> **DATA FOR THIS EXERCISE**:
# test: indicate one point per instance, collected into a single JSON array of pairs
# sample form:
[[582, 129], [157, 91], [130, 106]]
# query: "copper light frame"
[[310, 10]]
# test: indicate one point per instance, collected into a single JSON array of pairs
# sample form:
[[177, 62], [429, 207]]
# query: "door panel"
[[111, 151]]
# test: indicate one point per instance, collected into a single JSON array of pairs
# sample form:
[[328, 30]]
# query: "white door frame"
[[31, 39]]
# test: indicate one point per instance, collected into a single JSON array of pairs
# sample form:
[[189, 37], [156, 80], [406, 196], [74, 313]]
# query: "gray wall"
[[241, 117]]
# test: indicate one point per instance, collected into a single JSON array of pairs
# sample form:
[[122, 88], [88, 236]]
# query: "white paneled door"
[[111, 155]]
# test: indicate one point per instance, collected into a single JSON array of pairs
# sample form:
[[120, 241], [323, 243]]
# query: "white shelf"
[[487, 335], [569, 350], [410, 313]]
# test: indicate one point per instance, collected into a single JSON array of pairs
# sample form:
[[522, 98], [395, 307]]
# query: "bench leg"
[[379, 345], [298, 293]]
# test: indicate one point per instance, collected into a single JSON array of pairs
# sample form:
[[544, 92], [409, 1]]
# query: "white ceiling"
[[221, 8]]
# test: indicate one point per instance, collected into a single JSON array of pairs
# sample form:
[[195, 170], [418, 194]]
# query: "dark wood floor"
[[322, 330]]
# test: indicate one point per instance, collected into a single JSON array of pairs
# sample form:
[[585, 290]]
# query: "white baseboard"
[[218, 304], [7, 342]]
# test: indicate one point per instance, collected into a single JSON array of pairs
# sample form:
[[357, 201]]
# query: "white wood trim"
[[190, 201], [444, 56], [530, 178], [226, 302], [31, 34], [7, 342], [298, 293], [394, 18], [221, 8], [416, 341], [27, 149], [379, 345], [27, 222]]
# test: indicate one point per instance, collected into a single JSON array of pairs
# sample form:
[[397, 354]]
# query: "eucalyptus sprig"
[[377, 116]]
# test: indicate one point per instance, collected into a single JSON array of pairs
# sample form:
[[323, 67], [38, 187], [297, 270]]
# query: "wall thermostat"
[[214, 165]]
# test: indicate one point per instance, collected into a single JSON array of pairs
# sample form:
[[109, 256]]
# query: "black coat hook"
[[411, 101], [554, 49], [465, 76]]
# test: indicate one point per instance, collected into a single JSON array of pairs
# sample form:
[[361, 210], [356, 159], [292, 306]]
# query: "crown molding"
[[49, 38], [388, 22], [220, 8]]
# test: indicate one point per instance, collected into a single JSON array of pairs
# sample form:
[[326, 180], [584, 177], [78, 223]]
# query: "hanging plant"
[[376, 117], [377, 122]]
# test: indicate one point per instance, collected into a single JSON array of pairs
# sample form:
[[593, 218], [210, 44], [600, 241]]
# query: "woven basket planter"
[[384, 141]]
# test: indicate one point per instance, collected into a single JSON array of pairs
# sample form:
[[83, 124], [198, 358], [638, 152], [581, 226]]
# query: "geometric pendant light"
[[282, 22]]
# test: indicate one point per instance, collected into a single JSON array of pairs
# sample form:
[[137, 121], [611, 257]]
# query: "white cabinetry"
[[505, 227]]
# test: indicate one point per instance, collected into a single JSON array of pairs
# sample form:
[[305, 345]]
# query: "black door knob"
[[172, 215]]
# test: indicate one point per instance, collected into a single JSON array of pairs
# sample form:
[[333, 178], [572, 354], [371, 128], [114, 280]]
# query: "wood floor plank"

==

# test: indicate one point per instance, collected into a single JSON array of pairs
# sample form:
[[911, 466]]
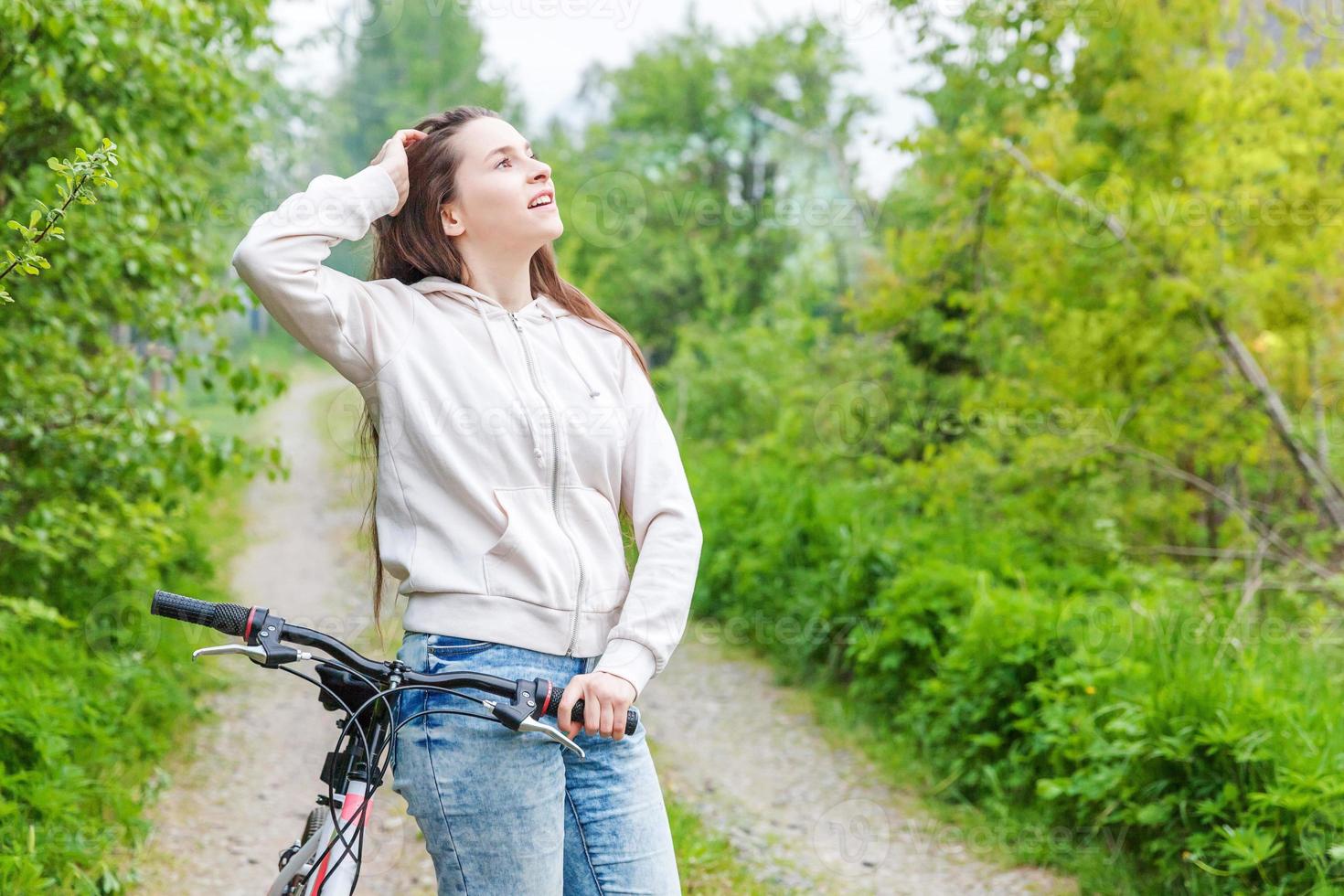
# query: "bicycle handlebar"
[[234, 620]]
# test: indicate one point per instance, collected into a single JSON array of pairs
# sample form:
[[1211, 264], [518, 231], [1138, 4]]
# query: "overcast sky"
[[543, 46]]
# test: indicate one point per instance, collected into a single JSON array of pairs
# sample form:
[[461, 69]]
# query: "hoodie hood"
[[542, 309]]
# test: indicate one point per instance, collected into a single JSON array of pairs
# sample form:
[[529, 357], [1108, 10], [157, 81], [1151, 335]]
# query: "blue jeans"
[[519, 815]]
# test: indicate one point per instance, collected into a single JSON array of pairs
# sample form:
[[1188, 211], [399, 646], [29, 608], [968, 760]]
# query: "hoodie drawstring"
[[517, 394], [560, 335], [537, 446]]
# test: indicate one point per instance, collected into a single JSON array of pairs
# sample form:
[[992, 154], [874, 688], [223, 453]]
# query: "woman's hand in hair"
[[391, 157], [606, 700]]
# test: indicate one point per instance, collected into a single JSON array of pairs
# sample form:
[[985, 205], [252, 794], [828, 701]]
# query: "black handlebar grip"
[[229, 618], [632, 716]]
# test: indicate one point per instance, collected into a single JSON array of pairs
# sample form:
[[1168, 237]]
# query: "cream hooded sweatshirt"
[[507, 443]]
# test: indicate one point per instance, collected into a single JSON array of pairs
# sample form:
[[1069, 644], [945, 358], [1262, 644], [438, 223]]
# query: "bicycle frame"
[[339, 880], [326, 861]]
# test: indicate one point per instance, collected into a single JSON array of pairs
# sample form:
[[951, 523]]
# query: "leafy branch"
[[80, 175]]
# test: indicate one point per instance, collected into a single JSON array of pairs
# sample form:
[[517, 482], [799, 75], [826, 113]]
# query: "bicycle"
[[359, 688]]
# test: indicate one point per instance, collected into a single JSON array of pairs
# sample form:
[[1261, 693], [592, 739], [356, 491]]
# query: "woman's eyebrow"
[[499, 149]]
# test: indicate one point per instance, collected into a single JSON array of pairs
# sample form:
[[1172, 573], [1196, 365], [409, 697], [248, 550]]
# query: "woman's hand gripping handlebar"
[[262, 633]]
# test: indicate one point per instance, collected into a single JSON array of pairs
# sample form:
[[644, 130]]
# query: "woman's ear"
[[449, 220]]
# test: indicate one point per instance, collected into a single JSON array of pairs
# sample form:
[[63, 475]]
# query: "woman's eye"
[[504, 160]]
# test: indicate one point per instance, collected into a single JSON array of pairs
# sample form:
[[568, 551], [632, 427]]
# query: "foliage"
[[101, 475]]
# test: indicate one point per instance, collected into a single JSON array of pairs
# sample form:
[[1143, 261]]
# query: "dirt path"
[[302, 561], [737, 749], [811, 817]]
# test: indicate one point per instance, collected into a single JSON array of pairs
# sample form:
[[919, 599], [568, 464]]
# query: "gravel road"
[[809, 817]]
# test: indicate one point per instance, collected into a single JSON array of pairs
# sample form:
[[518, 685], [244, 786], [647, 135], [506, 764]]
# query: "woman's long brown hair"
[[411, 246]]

> **DIRECTIONS FOR THIS TASK**: Filter the lines above down to those containing the word "white", and copy each such line in full.

> **ANSWER TO THIS PROBLEM**:
# query: "white door frame"
# query: "white paneled door"
# query: "white shelf"
# query: "white ceiling"
# query: "white baseboard"
# query: "white wood trim"
# query: "white cabinetry"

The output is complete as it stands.